## Written problem:
Reproduce all of the material below word for word, omitting the pictures.

[Excerpts of bounding box data]
════════════════

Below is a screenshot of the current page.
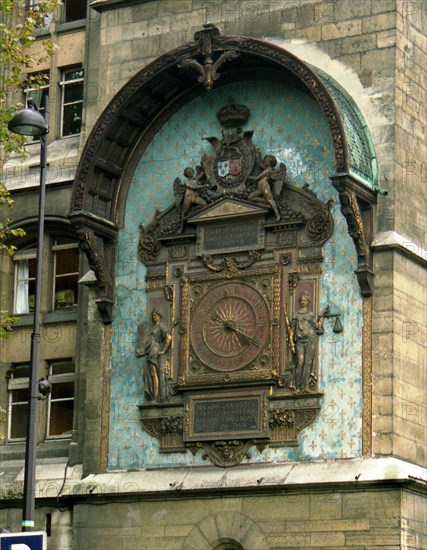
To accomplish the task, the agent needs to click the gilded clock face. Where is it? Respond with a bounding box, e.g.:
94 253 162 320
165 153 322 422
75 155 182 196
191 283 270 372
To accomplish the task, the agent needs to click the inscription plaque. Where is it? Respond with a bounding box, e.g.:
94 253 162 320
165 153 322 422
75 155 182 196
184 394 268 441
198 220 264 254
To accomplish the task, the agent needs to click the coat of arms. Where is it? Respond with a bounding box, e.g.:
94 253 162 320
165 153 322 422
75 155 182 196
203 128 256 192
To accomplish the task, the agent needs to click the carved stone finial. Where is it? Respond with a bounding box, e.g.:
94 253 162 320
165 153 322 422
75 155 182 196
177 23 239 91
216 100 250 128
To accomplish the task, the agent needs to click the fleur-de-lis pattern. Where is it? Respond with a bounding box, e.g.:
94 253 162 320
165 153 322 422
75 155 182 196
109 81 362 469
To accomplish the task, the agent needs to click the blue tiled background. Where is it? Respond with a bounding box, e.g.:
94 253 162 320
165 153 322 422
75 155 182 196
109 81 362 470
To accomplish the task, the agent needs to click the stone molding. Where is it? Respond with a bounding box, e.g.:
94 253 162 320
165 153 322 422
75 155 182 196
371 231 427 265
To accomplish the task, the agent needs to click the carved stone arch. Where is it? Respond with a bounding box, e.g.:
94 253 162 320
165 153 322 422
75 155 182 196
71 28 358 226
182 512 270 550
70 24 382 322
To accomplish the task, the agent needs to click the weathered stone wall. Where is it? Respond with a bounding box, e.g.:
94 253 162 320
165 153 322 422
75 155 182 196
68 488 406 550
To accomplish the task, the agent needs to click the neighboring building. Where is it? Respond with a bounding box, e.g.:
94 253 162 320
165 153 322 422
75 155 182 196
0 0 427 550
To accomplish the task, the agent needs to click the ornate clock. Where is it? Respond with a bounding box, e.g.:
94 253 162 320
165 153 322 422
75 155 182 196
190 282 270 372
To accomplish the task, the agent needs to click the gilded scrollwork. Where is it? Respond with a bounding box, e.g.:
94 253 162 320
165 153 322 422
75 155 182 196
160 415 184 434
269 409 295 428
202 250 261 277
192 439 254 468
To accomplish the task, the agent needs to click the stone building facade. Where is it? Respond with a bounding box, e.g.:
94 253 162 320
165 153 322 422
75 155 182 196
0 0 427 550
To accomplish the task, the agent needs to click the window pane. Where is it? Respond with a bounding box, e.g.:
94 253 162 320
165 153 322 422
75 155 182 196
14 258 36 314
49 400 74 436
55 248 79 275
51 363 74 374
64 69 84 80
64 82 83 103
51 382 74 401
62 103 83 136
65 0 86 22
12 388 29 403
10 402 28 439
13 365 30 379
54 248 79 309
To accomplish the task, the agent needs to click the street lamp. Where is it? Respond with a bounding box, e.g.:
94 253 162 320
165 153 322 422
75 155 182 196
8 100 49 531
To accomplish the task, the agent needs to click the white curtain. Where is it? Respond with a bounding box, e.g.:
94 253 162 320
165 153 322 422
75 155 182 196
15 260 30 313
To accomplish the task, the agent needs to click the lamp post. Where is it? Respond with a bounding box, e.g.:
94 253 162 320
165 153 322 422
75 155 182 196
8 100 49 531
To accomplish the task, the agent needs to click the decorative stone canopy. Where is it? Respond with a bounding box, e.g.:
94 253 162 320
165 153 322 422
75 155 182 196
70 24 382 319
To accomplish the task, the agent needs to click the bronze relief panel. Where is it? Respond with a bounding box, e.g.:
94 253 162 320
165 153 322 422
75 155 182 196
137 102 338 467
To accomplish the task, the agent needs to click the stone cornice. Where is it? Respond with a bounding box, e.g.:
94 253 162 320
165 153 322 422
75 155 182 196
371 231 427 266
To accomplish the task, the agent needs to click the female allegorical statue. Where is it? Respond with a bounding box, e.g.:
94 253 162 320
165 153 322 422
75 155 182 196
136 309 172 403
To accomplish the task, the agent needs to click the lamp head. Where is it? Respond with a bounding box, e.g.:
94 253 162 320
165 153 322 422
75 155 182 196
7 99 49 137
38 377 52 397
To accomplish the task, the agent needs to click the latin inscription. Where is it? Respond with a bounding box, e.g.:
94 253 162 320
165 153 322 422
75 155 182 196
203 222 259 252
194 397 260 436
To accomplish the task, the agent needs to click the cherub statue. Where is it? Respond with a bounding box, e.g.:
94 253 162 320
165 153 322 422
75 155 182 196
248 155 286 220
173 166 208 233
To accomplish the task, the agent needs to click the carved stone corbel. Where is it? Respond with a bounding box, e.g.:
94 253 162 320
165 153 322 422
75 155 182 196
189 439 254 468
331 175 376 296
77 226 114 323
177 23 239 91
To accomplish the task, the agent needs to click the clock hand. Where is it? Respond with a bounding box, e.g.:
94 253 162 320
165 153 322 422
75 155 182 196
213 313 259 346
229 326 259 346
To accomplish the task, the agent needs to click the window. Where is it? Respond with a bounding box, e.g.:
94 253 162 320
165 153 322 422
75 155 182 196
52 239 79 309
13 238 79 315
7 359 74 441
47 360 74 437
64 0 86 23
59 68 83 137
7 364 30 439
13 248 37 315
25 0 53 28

════════════════

## Output below:
Below is a screenshot of the current page.
To accomplish the task, the agent needs to click the gilded clock face. Where is it? Respond with a bounding box, e.g.:
94 253 162 320
165 153 322 422
75 155 182 196
191 283 270 372
To accomplish the task, the agent needs to click the inscription plaque. Where is it? Respond with a bounding box, e.g.:
94 253 162 320
165 153 322 422
75 155 182 196
184 394 268 441
198 220 264 254
To accomplish the task, the agent needs to click the coat of arms. Where is it? Respond with a bounding box, e.g.:
94 253 162 320
165 153 322 422
75 155 182 196
203 128 256 192
To accomplish the task, the agent needs to click the carved stone finial. Where is it? Respond with a bounding box, e.g.:
94 253 162 320
165 153 322 422
75 155 182 196
177 23 239 91
216 100 250 128
To accomplish the task, the agent needs to click the fleur-de-lis pattern. Where is it? Respond with a bounding box, e.g.:
94 253 162 320
165 153 322 422
75 155 182 196
109 81 362 469
To accomplish the task, the agent needs to click the blue tiled background. Where is it? Respond with a bounding box, e.g.:
94 253 162 320
165 153 322 422
75 155 182 196
109 81 362 470
To accomplish the task, the agent needs to click the stone molding. Where is it? Respond with a bounding box, e.g.:
94 253 162 320
165 153 322 422
75 155 182 196
371 231 427 265
To accomplish the task, the agent needs to click the carved stone arch. Where is it? Respond with a bounding box, e.g.:
94 253 162 320
165 153 322 422
75 155 182 196
71 28 358 226
182 512 270 550
70 24 382 322
To accomplish the task, the agent needs to click the weathered stone wall. Where is it? Respond with a bounding box, e.g.:
94 253 162 320
165 153 322 422
75 155 182 196
68 488 406 550
To accomplish the task, the agent needs to click the neighboring building. Where is it? Respond with a bounding box, e.g.:
94 253 162 320
165 153 322 422
75 155 182 196
0 0 427 550
To accomplish the task, the agent needs to click the ornate clock. Where is it? Respond with a bounding box, e.g.:
94 253 162 320
165 153 322 422
75 155 182 196
190 282 270 372
To accomplish the task, the agent needs to click the gilded scrollwork. Where is it? Respond with a bounding box, e.g.:
94 253 162 320
165 153 322 422
75 155 182 196
160 415 184 434
269 409 295 428
202 250 261 277
192 439 254 468
To accomplish the task, the agent needs to click the stone building facade. Where is it? Respond with a bounding box, e.g.:
94 253 162 320
165 153 322 422
75 155 182 196
0 0 427 550
To accomplish the task, the agent needs to click the window pane. Where is it? Respond with a bounding box, e.g.:
94 253 162 320
165 153 322 422
75 155 182 196
14 258 36 314
49 400 74 436
55 248 79 275
51 363 74 374
64 69 84 80
64 82 83 103
51 382 74 401
62 103 83 136
65 0 86 22
12 388 29 403
10 402 28 439
13 365 30 379
54 248 79 309
To accomplish the task, the agent needs to click the street lamp. Where is it? Respond with a bounding box, e.g.:
94 253 162 320
165 153 322 422
75 155 182 196
8 100 49 531
To accomplish the task, the agent needs to click the white curtain. Where is it? Respond with a bounding box, e.g.:
94 253 162 320
165 153 322 422
75 155 182 196
15 260 30 313
To accomplish the task, the agent needs to click the lamp post. Where is it? Respond with a bounding box, e.g.:
94 253 162 320
165 153 322 422
75 155 182 196
8 100 49 531
To accomplish the task, the agent needs to click the decorative stone canopy. Where is it? Respond with a bounding box, e.g.:
94 253 162 320
165 153 322 422
75 155 182 196
70 24 382 319
To accomplish the task, the agent needs to click the bronze relief panel. Where is it? Respond with a bounding box, e.g.:
94 253 162 320
165 153 322 422
75 155 182 196
137 102 338 467
To accomplish the task, the agent needs to click the stone cornice. Where is it? Respond with a bounding box, e.g.:
94 253 162 320
165 153 322 422
75 155 182 196
371 231 427 266
To accomplish the task, the agent needs to click the female allegorical statue. Where is it? Respond with a bounding box, e.g.:
94 253 162 320
165 153 322 422
75 155 182 196
136 309 172 403
To accomplish the task, the agent needs to click the lamp head. Where is it? Respond with a bounding box, e.g.:
94 253 162 320
165 153 322 422
75 155 182 196
7 99 49 137
38 377 52 397
To accomplish the task, the agent needs to click the latin inscription. Where is it? Respond with a bounding box, e.g.:
94 253 162 320
165 153 322 422
75 155 182 196
203 222 259 252
194 397 260 436
To accomplish the task, the agent needs to click the cherub statue. Where is it? Respond with a bounding box, e.g.:
94 253 162 320
165 153 322 422
75 155 182 196
248 155 286 220
173 166 208 233
To accomplish the task, the agent needs to click the carved stone corbel. Where is it? Respond with a bounding box, e.g.:
94 253 162 320
165 153 322 422
75 155 182 196
189 439 254 468
331 175 376 296
77 226 114 323
177 23 239 91
To accomplish the task, the agent needs to click the clock hand. Where is it? Respond with a bounding box, e.g.:
94 253 162 320
165 153 322 422
75 155 182 196
213 313 259 346
229 326 259 346
To accomplish the task, the agent needs to click the window. Where is it? Respond with a bounding box, e.g.:
94 253 162 320
165 153 322 422
75 155 182 196
52 239 79 309
13 238 79 315
7 359 74 441
47 360 74 437
64 0 86 23
59 68 83 137
7 364 30 439
13 248 37 315
25 0 53 28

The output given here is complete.